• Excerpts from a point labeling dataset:
━━━━━━━━━━━━━━━━━━━━━━━━━━━━━━
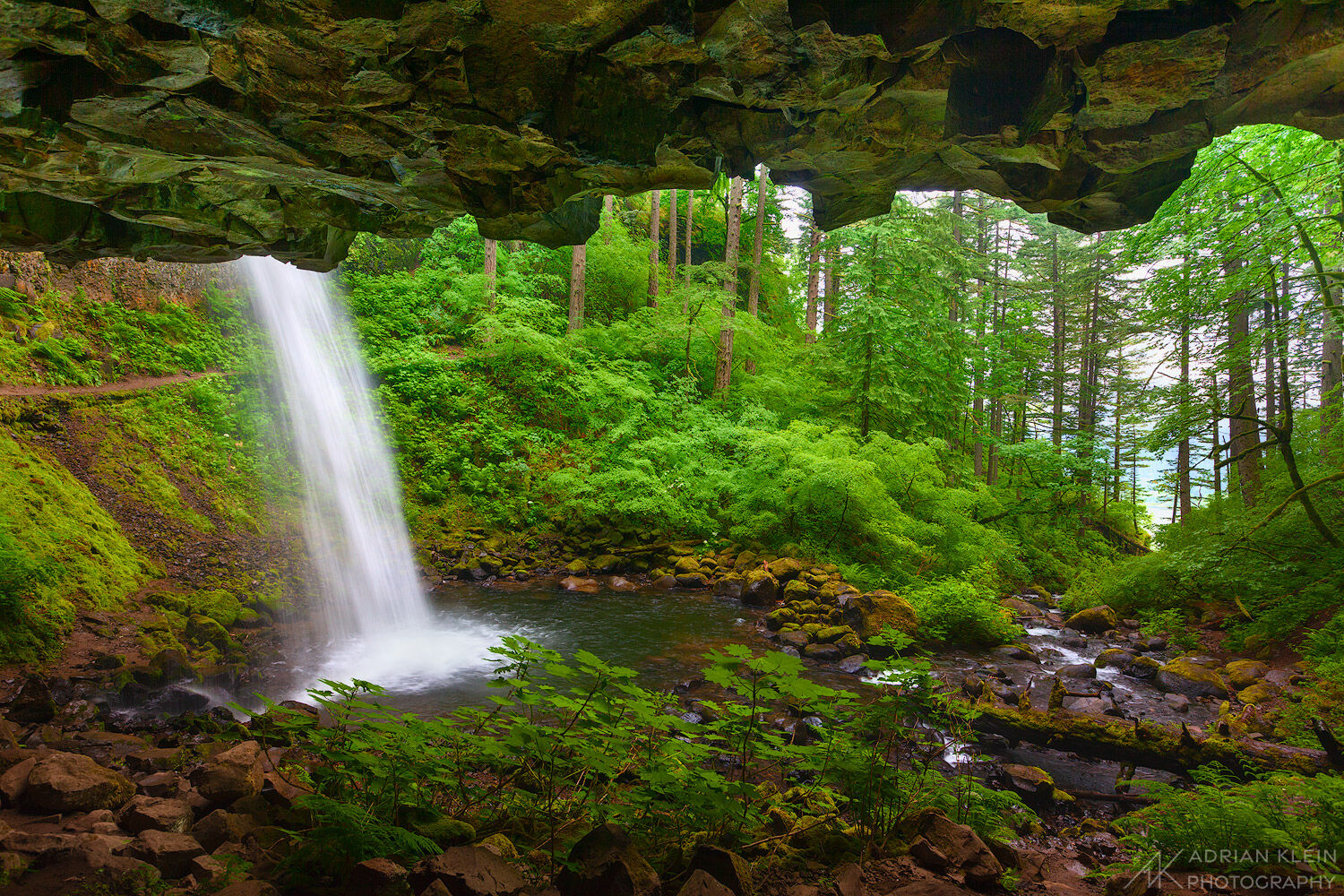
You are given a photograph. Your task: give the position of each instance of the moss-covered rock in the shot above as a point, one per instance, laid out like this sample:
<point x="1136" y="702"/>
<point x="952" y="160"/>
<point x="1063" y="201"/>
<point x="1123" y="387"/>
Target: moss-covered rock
━━━━━━━━━━━━━━━━━━━━━━━━━━━━━━
• Goal: Reproduce every line of the entries above verbatim, leaving the pictures out of your answer.

• Answer to the task:
You are given a photograph. Your task: give the position of each instance of the moss-covered rock in the shot above as a point, one per instance, laid out like this sample:
<point x="1136" y="702"/>
<point x="952" y="160"/>
<point x="1063" y="201"/>
<point x="1123" y="387"/>
Target: moss-covered rock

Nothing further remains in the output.